■ Text block ■
************

Rhino Poaching Soars Along With Demand for Horns
A black rhino carcass with the horn hacked off.
CREDIT: Lowveld Trust.
The poaching of rhinos for their horns has risen dramatically over the last year and a half, conservationists report.
These crimes are fueled by demand for African rhino horn from the Asian market, where it can fetch more than $30,000 a pound ($60,000 per kilogram).
Africa is losing a rhinoceros every other day. South Africa, which holds more than 80 percent of the continent's rhino population, has been losing at least 20 rhinos per month.
"Within South Africa's national parks — not counting private land there, where poaching was rare — there were 10 rhinos poached in 2007," said Matthew Lewis, senior program officer for African species conservation for the World Wildlife Fund. "Thus far in 2010 alone, more than 200 rhinos were poached within South Africa, with a lot of those poached outside national parks, so that's a more than 2,000 percent increase in just three years' time."
The horns might weigh 6.3 to 8.1 pounds (2.9 to 3.7 kilograms) on average. Bits of crushed horn are a prized ingredient in traditional Asian medicines.
The crisis in Africa
Two species of rhino are native to Africa, while three are native to southern Asia. Of the two African species, the white rhinoceros is near-threatened, and the black rhinoceros is critically endangered. Some 4,000 black rhinos and 17,500 white rhinos are all that keep Africa's rhinoceros population from extinction.
Hundreds of thousands of rhinos once roamed throughout Africa. Now highly organized international groups of illegal hunters are using helicopters and deploying technologies including night-vision scopes, silenced weapons and drugged darts to find and kill these giants.
"We're up against the emergence of really high-tech poachers," Lewis said. "This tactic of using helicopters and veterinary drugs on darts has really only come out in the last six months to a year. It really points to organized crime."
Greed and nonsense
Most rhino horns leaving southern Africa are destined for markets in Asia, especially Vietnam, where demand has escalated in recent years.

************

Extend the article on rhino poaching, picking up after its last sentence. The records aren't needed for this.

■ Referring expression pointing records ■
************

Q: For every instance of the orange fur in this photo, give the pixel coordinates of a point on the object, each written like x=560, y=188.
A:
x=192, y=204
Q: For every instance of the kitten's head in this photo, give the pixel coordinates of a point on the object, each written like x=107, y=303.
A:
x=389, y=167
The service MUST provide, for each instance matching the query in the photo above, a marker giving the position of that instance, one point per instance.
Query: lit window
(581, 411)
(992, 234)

************

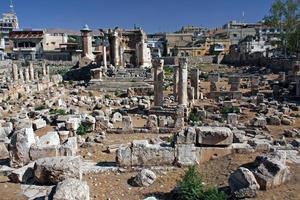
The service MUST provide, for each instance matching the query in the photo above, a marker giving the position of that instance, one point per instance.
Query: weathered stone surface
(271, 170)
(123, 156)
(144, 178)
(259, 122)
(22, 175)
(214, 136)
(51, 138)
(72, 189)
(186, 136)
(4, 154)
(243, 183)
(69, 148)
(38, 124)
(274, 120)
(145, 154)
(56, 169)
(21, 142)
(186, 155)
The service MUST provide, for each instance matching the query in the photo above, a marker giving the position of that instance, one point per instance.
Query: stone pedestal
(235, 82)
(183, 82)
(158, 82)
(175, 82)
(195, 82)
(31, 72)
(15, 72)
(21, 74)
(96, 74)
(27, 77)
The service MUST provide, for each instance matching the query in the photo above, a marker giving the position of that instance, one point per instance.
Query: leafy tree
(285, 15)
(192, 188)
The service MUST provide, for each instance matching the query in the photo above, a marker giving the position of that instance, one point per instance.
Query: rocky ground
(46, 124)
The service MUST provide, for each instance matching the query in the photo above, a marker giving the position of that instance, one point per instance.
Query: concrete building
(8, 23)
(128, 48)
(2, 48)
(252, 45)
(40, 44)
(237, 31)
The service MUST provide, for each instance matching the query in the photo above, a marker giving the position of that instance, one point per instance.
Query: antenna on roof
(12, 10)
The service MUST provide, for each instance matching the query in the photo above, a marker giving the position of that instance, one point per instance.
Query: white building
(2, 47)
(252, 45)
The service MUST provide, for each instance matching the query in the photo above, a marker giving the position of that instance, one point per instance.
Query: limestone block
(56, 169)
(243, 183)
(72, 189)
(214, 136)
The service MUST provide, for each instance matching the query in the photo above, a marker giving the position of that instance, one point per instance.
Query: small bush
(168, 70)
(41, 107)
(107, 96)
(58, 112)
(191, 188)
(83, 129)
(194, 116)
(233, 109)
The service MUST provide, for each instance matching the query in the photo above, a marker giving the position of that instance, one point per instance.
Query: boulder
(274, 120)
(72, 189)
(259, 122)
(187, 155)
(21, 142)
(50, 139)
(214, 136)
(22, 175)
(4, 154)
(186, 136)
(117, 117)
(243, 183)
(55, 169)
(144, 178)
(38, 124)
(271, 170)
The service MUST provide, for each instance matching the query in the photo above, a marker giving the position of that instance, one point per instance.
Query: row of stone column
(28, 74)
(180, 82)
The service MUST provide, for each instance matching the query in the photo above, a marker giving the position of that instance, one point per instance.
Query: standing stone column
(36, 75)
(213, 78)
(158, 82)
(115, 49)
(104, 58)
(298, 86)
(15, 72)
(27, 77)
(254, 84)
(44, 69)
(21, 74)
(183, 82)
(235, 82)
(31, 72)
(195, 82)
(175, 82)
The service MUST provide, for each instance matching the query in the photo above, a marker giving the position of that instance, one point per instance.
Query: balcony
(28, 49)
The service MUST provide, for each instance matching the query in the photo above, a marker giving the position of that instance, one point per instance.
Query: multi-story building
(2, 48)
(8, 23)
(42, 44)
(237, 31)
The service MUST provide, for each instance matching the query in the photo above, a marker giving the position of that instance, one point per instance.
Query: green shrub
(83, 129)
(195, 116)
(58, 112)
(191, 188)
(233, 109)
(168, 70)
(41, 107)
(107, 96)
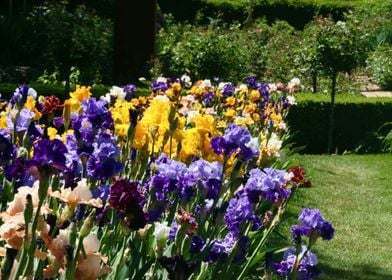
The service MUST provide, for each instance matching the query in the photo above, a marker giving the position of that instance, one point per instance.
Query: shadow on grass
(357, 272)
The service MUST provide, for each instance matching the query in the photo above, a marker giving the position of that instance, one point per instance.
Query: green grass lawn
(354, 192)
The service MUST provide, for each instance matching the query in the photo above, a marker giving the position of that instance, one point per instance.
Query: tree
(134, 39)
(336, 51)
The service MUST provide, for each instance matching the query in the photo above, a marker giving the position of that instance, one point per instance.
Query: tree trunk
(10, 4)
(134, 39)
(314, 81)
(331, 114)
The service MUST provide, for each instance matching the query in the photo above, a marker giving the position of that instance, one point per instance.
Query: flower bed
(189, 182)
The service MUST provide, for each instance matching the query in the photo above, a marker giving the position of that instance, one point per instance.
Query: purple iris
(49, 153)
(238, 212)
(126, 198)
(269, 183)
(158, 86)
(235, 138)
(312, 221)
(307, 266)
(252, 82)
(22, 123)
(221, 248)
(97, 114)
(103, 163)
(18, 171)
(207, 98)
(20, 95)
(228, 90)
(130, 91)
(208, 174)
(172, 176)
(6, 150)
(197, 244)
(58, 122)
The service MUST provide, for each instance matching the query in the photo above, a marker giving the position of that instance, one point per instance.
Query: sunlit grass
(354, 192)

************

■ Answer to the problem ■
"A lot of that has to do with how Vietnam's economy has grown astronomically," Lewis said. The country's newly affluent middle and upper class seems to be seeking rhino horn as some kind of miraculous remedy, he said, although its traditional use in Chinese medicine is for fevers and nosebleed.
Rhino horn is made from keratin, "from compacted hair, a very similar substance to the hooves of a horse or a cow, or a person's own fingernails," Lewis said. "Taking rhino horn has the same effects as chewing on your fingernails: no medicinal properties whatsoever."
With prices that high, there's also the prospect "of creating anything and calling it rhino horn," Lewis said. "People can throw in all kinds of crazy things, and it could actually be very dangerous."
Trouble in Asia
Asian rhinos, which generally have smaller horns, seem to be less of a target for poachers. Still, two of the three Asian rhino species, the Javan and Sumatran rhinoceroses, are critically endangered at populations of 40 and 400, respectively, Lewis said, and only 2,400 or so Indian rhinoceroses remain in the wild.
"They were nearly wiped out 100 years ago, and they're hanging on by a thread," Lewis said. "Indian rhinos have much larger horns than the other two Asian species, and we've seen escalation to their poaching similar to Africa in the past three or four years."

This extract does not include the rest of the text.